**小問 1:** 以下の本文から、「一方の満島は、本人も戸惑ったという程の裏表のあるキャラ」を含む語句で始まり「2人のライヴァル心が観えてくるのも心地よかった。」で終わる部分を、一字一句変えずに書き写してください。

**本文:**
======

物語は、オペラ歌手を目指す2人の女性が主人公。1人は、
高名なオペラ歌手を母に持つ資産家の娘で、しかも才能もあ
り、授業料の高い音楽学校に通っている。もう1人は、場末
のクラブ歌手の娘で、アルバイトをしながら庶民的な音楽学
校に通っている。
そんな2人が1枚のオペラの入場券をきっかけに巡り会い、
お互いをライヴァルとして競い合って行くことになるが…
この主人公の2人を、昨年の日本レコード大賞新人賞を受賞
した5オクターブの声域を持つという女性歌手ステファニー
と、『デスノート』の主人公の妹役、また『ウルトラマン・
マックス』のアンドロイド役の満島ひかりが演じている。
芝居は初めてというステファニーは、まあ演技の点はお世辞
にも名演とは言えない(中でも、ジョン・カビラとの親子の
会話シーンは…だ)が、さすがに後半のクラブなどでの歌唱
シーンは見事だった。
一方の満島は、本人も戸惑ったという程の裏表のあるキャラ
クターで、これは漫画的に面白かった。そんな中で、オペラ
コンクールのシーンでは、歌は吹き替えであるもののそのブ
レスのタイミングや口の開き方など、さすがに演技で対抗し
たいという思いがありありという感じで、物語だけではない
2人のライヴァル心が観えてくるのも心地よかった。

======

**データ記録:**
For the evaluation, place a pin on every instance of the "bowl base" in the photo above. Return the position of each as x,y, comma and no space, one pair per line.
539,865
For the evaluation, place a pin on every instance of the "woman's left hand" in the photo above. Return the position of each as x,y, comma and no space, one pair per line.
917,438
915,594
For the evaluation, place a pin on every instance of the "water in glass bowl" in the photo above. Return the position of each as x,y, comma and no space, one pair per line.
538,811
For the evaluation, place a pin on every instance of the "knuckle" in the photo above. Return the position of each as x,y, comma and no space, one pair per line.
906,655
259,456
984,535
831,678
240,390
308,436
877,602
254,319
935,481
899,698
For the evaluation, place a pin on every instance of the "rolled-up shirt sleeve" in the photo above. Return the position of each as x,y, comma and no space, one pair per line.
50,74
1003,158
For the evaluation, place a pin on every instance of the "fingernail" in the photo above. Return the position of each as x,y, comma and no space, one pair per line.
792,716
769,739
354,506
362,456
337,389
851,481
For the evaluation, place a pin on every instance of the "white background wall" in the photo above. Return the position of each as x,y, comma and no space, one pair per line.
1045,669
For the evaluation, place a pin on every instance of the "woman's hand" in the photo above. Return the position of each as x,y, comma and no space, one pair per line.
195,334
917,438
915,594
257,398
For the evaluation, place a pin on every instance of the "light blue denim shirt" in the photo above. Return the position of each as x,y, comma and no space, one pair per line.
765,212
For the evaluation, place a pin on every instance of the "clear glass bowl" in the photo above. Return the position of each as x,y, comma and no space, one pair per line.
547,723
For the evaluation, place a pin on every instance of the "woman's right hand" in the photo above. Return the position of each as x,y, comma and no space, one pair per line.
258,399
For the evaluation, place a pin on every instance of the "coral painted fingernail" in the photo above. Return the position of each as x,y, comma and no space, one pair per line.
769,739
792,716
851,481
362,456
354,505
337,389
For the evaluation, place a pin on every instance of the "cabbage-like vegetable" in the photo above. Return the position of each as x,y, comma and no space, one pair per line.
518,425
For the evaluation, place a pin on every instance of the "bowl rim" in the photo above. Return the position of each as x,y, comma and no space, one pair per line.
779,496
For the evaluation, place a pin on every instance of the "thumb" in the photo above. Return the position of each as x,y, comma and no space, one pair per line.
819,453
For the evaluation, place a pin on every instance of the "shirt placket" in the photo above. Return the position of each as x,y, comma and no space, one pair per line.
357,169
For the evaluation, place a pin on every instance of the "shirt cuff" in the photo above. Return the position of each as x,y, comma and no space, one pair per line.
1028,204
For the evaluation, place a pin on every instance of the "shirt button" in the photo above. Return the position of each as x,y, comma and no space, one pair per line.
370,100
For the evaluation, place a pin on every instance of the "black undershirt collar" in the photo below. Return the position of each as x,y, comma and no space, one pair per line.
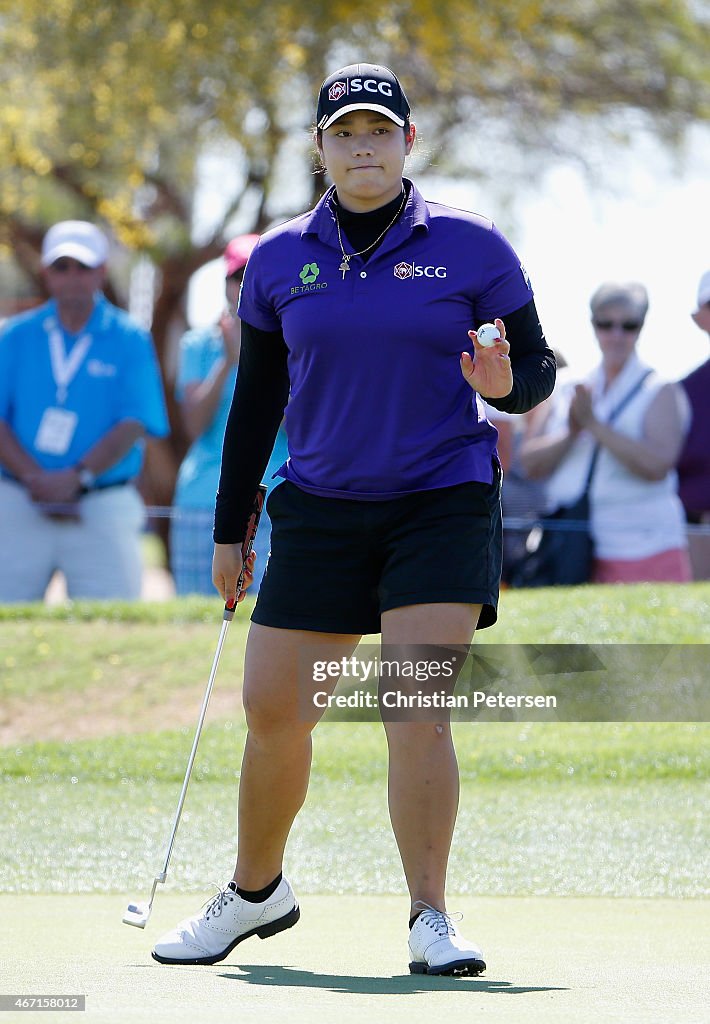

======

**小問 2:** 上記の記録のうち、「fingernail」という語を含む行は何行ありますか。大文字と小文字は区別し、数のみを答えてください。

**記述解答 1:**
一方の満島は、本人も戸惑ったという程の裏表のあるキャラ
クターで、これは漫画的に面白かった。そんな中で、オペラ
コンクールのシーンでは、歌は吹き替えであるもののそのブ
レスのタイミングや口の開き方など、さすがに演技で対抗し
たいという思いがありありという感じで、物語だけではない
2人のライヴァル心が観えてくるのも心地よかった。

**記述解答 2:** 2